[Records from a data source]
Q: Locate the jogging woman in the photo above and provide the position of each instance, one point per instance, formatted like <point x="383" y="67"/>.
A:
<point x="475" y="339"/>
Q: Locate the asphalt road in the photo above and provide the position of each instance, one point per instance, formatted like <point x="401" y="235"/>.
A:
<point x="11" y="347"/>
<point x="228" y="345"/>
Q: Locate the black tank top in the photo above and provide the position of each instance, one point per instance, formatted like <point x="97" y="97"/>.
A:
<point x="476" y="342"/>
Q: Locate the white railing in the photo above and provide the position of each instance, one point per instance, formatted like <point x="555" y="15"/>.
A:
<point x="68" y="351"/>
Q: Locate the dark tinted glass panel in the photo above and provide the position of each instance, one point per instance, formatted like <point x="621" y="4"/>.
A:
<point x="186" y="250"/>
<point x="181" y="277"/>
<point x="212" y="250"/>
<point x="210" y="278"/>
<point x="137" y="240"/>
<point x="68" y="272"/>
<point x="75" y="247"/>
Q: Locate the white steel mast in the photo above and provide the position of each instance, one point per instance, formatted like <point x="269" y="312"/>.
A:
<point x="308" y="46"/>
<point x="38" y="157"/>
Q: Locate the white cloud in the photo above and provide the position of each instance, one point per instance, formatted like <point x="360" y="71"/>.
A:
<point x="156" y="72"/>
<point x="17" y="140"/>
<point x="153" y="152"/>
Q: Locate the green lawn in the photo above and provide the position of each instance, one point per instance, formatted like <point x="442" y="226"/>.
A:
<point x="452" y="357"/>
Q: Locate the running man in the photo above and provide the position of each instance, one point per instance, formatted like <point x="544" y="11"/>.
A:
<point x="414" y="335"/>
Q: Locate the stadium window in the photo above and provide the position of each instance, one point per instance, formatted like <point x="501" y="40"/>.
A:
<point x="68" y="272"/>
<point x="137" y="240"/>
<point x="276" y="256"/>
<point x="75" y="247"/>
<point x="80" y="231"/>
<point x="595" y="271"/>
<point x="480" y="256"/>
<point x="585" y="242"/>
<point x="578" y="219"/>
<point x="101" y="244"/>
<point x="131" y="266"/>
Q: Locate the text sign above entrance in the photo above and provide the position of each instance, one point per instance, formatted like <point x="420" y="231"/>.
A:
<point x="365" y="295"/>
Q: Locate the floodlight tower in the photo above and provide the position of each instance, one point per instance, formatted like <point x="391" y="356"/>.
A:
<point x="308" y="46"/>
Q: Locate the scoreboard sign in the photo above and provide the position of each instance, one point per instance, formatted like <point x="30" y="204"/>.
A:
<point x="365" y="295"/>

YOUR INSTRUCTIONS: Would you copy out exactly the lines above that start at the one containing "Q: Locate the running" and end at the one containing "Q: Locate the stadium", inclusive?

SOLUTION TO THIS EXERCISE:
Q: Locate the running man in the photo above and provide the position of each instance, one point per instance, formatted like <point x="544" y="11"/>.
A:
<point x="414" y="335"/>
Q: Locate the stadium window in the photo above and provide the position of each instance, one point per instance, formatted like <point x="501" y="40"/>.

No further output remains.